TASK INSTRUCTIONS =
a - In the chatbot article, copy the passage starting at "Recent advances in" and ending at "use for free?".
b - According to the chatbot article, which ChatGPT model was used in the experiment?

EXCERPT PROVIDED =
PROF. ELLWANGER: Chatbot’s essay doesn’t make the grade: Artificial intelligence and the art of writing
Can AI produce quality college-level writing? To answer this question, I experimented with a popular chatbot: ChatGPT’s “text-davinci-003” model.
In a recent article for Campus Reform, I wrote about students’ woeful under-preparation for college-level writing. Now, a new trend threatens to compound that problem: chatbots powered by artificial intelligence can mimic academic essays. For those unfamiliar with this technology, chatbots are powerful language-generating computers that can respond to commands and produce writing that is largely indistinguishable from the kind assigned by professors.
Recent advances in this technology have won significant media attention. Artificial intelligence will soon pose various threats to higher education. Many students will be tempted to use computer-assistance in completing homework, writing assignments, and exams. Relying on these tools will further inhibit their development as writers. As these technologies progress, it will also become more difficult for professors to identify (and prove) violations of academic honesty such as plagiarism and collusion. And beyond all these concerns lie thorny legal questions related to intellectual property – who “owns” a text created by a computer that the public can use for free?

[Collected data]
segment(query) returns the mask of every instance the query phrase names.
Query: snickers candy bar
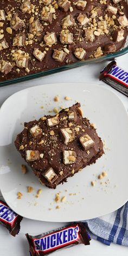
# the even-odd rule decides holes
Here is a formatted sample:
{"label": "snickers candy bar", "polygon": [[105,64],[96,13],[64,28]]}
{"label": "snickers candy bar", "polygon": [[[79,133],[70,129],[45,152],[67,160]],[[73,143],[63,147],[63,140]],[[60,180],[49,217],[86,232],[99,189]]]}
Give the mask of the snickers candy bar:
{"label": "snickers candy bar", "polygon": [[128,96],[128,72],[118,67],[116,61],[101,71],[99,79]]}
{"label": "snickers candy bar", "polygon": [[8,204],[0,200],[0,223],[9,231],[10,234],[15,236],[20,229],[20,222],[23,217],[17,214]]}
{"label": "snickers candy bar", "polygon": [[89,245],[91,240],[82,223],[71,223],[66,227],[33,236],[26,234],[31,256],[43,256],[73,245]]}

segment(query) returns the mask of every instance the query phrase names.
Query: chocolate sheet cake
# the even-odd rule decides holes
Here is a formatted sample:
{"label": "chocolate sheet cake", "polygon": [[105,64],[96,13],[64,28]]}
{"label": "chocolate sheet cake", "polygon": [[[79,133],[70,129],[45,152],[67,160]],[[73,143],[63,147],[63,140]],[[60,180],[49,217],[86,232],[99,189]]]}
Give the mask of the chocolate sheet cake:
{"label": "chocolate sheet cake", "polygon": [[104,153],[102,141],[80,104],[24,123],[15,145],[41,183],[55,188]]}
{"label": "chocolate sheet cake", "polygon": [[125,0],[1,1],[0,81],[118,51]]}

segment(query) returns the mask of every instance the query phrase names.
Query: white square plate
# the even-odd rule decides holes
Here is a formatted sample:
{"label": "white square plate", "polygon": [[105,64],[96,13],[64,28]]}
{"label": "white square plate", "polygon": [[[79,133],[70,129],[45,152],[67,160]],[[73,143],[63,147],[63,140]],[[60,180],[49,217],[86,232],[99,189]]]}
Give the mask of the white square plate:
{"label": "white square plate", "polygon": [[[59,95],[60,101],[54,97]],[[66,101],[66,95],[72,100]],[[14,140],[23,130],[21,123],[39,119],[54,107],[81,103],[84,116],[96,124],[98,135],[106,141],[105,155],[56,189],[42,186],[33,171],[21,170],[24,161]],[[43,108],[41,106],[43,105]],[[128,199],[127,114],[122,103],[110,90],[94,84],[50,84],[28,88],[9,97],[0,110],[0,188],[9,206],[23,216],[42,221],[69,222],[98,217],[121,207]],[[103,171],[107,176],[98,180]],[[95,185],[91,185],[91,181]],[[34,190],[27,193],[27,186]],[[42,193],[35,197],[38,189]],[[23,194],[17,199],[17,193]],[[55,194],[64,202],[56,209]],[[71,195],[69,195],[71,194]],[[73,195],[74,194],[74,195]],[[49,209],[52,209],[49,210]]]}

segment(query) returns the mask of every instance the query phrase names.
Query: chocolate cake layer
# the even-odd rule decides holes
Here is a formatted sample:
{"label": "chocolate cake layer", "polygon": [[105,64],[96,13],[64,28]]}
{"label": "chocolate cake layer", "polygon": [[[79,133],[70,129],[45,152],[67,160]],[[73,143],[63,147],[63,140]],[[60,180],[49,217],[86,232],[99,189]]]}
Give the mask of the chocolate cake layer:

EXPECTED RESULTS =
a -
Recent advances in this technology have won significant media attention. Artificial intelligence will soon pose various threats to higher education. Many students will be tempted to use computer-assistance in completing homework, writing assignments, and exams. Relying on these tools will further inhibit their development as writers. As these technologies progress, it will also become more difficult for professors to identify (and prove) violations of academic honesty such as plagiarism and collusion. And beyond all these concerns lie thorny legal questions related to intellectual property – who “owns” a text created by a computer that the public can use for free?

b - The "text-davinci-003" model.